▶ [Problems]:
1. In the AGNC shareholder call announcement below, recast the paragraph beginning "There will be a phone recording available" as a short bulleted list that keeps its main facts.
2. Extend the AGNC shareholder call announcement below with new text that follows on from its final sentence.

▶ [Passage to read]:
---

American Capital Agency Corp.

October 29, 2008

Page 6

 

SHAREHOLDER CALL

AGNC invites shareholders, prospective shareholders and analysts to attend its Shareholder Call on Thursday, October 30, 2008 at 11:00 am ET. The dial in number will be (800) 398-9386. International callers should dial +1 (612) 332-0430. Please advise the operator you are dialing in for the AGNC Shareholder Call.

Shareholder presentations, webcasts and audio recordings can be found in the Investor Relations section of our website at www.agnc.com.

BEFORE THE CALL:

REVIEW THE SLIDE PRESENTATION IN ADVANCE OF THE SHAREHOLDER CALL

The quarterly shareholder presentation includes a slide presentation to accompany the call that participants may download and print prior to the call. You may wish to take the time to review the slides in advance of the Shareholder Call.

DURING THE CALL:

VIEW STREAMING SLIDE PRESENTATION DURING THE SHAREHOLDER CALL

During the Shareholder Call you may watch and listen to the webcast or listen to the Shareholder Call by phone and step through the slides at your own pace.

AFTER THE CALL:

LISTEN AND VIEW AUDIO SLIDE PRESENTATION AFTER THE CALL

The audio of the Shareholder Call combined with the slide presentation will be made available on our website www.agnc.com after the call on October 30, 2008.

AUDIO ONLY PRESENTATION AVAILABLE AFTER THE SHAREHOLDER CALL:

There will be a phone recording available from 2:00 pm ET Thursday, October 30, 2008 until 11:59 pm ET Friday, November 14, 2008. If you are interested in hearing the recording of the presentation, please dial (800) 475-6701. International callers may dial +1 (320) 365-3844. The access code for both domestic and international callers is 962744.

For further information or questions, please do not hesitate to call our Investor Relations Department at (301) 968-9300 or send an e-mail to [email protected].

ABOUT AGNC

AGNC is a REIT formed in 2008 to invest exclusively in agency pass-through securities and collateralized mortgage obligations for which the principal and interest payments are guaranteed by a U.S. Government agency or a U.S. Government-sponsored entity. The Company is externally managed and advised by an affiliate of American Capital, Ltd. For further information, please refer to www.agnc.com.

ABOUT AMERICAN CAPITAL

American Capital (Nasdaq: ACAS), with $20 billion in capital resources under management1, is the only private equity fund and the largest alternative asset management company in the S&P 500. American Capital, both directly and through its global asset management business, originates, underwrites and manages investments in private equity, leveraged finance, real estate and structured products. American Capital was founded in 1986 and currently has 13 offices in the U.S., Europe and Asia. For further information, please refer to www.acas.com.

---

▶ [Dataset rows]:
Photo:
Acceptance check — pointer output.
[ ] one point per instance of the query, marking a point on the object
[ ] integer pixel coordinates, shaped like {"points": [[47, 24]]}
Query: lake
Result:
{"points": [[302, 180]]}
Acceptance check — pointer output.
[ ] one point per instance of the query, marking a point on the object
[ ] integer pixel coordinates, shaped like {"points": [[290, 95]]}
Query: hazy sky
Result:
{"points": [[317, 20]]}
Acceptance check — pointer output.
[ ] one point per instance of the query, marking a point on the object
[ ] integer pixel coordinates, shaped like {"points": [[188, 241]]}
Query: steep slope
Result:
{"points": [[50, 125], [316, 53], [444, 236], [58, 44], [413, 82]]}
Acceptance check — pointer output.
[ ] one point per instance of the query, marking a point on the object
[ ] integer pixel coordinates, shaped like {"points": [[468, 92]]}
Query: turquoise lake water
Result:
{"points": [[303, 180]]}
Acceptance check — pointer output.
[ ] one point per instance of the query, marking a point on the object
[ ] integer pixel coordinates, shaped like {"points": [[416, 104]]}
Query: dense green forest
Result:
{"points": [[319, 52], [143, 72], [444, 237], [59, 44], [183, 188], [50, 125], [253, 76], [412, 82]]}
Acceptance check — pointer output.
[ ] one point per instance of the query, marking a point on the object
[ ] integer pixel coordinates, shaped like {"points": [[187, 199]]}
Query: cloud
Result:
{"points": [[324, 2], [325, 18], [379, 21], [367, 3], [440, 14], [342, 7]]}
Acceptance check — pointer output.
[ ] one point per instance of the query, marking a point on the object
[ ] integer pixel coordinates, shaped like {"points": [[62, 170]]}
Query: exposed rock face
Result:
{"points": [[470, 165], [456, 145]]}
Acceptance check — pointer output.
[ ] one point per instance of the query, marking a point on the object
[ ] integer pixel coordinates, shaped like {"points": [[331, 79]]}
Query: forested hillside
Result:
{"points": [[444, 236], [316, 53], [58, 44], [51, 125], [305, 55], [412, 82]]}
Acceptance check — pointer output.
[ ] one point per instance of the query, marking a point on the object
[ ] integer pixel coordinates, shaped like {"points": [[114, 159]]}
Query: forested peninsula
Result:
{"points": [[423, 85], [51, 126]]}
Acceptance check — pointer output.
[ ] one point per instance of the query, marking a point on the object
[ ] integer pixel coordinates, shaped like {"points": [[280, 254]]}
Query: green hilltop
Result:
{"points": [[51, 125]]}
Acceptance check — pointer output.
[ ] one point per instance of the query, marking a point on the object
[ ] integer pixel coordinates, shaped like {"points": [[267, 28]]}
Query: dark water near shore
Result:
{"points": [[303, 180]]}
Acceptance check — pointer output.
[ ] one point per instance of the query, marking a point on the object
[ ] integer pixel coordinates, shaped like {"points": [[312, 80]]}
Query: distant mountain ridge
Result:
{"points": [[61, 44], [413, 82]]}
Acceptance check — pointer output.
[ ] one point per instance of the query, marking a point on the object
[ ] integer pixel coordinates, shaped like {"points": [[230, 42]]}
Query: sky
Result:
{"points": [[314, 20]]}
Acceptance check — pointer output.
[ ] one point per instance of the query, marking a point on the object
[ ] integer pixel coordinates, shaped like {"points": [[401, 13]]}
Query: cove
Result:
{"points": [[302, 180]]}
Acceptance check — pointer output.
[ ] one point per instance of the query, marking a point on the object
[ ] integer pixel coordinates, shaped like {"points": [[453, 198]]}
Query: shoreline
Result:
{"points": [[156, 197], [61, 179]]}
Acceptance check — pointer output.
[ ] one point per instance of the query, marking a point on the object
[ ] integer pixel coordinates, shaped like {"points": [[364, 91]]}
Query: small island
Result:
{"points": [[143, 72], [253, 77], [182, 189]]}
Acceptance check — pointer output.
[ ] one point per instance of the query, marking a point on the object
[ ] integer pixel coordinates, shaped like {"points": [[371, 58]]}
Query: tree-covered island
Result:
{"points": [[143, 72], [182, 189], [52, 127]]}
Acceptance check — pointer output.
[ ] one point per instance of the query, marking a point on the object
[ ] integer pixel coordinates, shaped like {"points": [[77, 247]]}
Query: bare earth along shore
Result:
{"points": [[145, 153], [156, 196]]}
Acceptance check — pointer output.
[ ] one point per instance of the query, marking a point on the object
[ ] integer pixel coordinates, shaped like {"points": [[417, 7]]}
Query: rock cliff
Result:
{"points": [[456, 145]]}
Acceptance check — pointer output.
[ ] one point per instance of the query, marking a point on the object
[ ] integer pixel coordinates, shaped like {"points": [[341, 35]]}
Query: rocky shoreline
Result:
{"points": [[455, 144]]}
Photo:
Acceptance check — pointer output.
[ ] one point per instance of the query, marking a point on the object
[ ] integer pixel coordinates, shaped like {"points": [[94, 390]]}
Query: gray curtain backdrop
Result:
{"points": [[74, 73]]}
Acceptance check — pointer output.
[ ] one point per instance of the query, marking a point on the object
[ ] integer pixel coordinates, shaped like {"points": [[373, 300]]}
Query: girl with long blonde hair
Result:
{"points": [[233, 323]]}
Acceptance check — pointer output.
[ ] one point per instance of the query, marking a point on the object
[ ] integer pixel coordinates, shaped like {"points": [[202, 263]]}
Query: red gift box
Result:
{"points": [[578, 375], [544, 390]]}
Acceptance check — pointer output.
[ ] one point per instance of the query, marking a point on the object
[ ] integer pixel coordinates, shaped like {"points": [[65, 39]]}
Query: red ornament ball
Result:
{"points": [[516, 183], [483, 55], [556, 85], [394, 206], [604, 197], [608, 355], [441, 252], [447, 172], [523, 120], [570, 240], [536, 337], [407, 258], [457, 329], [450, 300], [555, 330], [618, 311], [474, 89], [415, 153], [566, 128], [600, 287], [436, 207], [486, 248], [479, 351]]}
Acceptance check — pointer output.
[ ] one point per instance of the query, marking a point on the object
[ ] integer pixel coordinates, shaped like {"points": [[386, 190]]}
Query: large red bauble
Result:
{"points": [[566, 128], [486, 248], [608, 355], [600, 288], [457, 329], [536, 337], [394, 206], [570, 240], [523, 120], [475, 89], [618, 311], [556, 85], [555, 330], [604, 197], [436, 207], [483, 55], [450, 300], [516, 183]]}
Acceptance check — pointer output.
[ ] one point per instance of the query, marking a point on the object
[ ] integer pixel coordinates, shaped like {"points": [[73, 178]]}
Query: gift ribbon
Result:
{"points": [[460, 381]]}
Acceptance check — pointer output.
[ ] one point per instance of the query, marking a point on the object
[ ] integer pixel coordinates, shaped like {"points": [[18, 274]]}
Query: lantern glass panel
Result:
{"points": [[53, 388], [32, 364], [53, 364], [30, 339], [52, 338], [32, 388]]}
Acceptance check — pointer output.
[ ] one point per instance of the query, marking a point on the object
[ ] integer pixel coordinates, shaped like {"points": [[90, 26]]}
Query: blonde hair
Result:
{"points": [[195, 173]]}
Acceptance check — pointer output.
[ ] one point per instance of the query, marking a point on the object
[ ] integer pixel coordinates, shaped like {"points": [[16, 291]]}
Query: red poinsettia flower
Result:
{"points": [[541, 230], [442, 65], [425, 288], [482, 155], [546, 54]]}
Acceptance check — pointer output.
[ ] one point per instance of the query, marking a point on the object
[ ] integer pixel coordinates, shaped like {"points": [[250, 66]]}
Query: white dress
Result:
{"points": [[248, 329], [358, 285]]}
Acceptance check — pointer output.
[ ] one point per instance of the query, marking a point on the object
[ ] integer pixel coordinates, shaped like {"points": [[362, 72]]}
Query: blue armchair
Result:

---

▶ [Results for the exercise]:
1.
- A phone recording will be available from 2:00 pm ET on Thursday, October 30, 2008, until 11:59 pm ET on Friday, November 14, 2008.
- Domestic callers dial (800) 475-6701.
- International callers dial +1 (320) 365-3844.
- The access code for all callers is 962744.

2.
 

1 As of June 30, 2008

 

Washington, D.C.


American Capital Agency Corp.

October 29, 2008

Page 7

 

FORWARD LOOKING STATEMENTS

This press release contains forward-looking statements. Forward-looking statements are not guarantees of future performance and are subject to various factors and uncertainties in predicting future results and conditions. Forward-looking statements can be identified by the fact that they do not relate strictly to historical or current facts. They often include words such as “believe,” “expect,” “anticipate,” “estimate” and “intend” or future or conditional verbs such as “will,” “would,” “should,” “could” or “may.” Certain factors that could cause actual results to differ materially from expected results include changes in interest rates, changes in the yield curve, changes in prepayment rates, the availability and terms of financing, changes in the market value of our assets, general economic conditions, market conditions, conditions in the market for agency securities, and legislative and regulatory changes that could adversely affect the business of the Company. Persons considering an investment in the Company should consider the risks and uncertainties which could cause actual results to differ from those contained in the forward-looking statements, as well as the investment objectives, charges and expenses of the Company carefully before investing. Such information and other information about the Company is available in the Company’s Registration Statement on Form S-11, as amended, filed with the Securities and Exchange Commission (“SEC”) on May 14, 2008 and in subsequent periodic reports filed with the SEC. Copies are available on the SEC’s website, www.sec.gov. The Company disclaims any obligation or undertaking to publicly release any updates or revisions to any forward-looking statement for any reason, except as otherwise required by law.

 

Washington, D.C.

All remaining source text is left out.